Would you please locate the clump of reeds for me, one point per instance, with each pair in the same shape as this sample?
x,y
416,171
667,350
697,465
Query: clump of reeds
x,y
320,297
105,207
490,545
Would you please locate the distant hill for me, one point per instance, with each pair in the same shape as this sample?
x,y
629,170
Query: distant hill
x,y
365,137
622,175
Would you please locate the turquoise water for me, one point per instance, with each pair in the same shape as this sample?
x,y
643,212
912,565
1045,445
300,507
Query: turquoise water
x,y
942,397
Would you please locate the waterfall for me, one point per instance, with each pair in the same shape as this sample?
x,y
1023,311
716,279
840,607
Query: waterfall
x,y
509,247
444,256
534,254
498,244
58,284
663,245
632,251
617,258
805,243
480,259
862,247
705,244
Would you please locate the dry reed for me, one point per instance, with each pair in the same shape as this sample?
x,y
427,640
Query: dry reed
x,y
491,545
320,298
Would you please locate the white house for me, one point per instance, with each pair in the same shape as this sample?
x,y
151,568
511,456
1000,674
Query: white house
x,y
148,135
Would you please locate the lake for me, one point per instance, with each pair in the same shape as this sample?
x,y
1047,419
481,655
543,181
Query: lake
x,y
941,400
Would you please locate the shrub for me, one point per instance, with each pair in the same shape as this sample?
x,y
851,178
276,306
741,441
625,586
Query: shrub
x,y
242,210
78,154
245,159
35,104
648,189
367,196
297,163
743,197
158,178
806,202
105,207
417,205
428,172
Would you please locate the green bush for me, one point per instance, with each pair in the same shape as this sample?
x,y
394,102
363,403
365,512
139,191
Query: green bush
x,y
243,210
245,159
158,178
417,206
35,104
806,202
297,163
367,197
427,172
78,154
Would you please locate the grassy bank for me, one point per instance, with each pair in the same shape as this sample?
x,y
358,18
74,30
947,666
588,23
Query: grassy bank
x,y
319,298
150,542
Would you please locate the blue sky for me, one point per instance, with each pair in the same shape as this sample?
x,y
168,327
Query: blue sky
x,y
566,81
....
Problem:
Reproduce all of the data above verbatim, keeping every line, word, and number unchanged and in the same order.

Written solution:
Would you please locate the clump of reeds for me, one point per instance, with each pair in the same shape as this sample?
x,y
416,171
667,350
697,465
Query: clump of reeds
x,y
320,297
105,207
490,545
Would you please locate the distant hill for me, one point per instance, with each pair in the same shape as this sample?
x,y
629,170
Query: distant hill
x,y
365,137
622,175
Would you please locate the turquoise water for me, one point per instance, with each pair in the same shape as this sample?
x,y
643,212
912,565
1045,445
300,507
Query: turquoise water
x,y
942,397
Would you please locate the waterfall for me, one point per instance, with each pair in the same shape as this sample?
x,y
1023,311
716,279
840,607
Query: waterfall
x,y
509,247
444,256
534,254
498,244
58,284
663,245
632,251
617,258
805,243
480,259
862,247
705,244
Would you please locate the dry reed for me, one point per instance, with each pair in the same shape as this sample?
x,y
427,640
Query: dry reed
x,y
491,545
320,298
Would you please locate the white house for me, one point per instance, with each pair in the same shape as this sample?
x,y
151,568
511,456
1000,674
Query: white house
x,y
148,135
Would you please locate the lake for me, one point per instance, with each pair in the same shape as this sample?
x,y
1047,419
481,655
543,181
Query: lake
x,y
941,400
Would you please locate the shrub for me, one point per instance, with each pair in the same shape as this sample?
x,y
851,178
276,306
741,441
625,586
Query: shrub
x,y
242,210
78,154
245,159
35,104
648,189
367,196
297,163
743,197
158,178
806,202
105,207
417,205
428,172
Would you please locate the green bush for me, one point per instance, with each pair in the same shape as this sample?
x,y
394,102
363,403
365,512
139,191
Query: green bush
x,y
243,210
245,159
158,178
417,206
35,104
806,202
297,163
367,197
427,172
78,154
Would you please locate the grassy bank for me, one point per instance, with each pair in the same shape as this sample?
x,y
358,18
74,30
947,666
588,23
Query: grassy bank
x,y
319,298
150,542
Would you please locate the blue sky for me, one point per instance, with each pair in the same shape as this sample?
x,y
168,327
Query: blue sky
x,y
566,81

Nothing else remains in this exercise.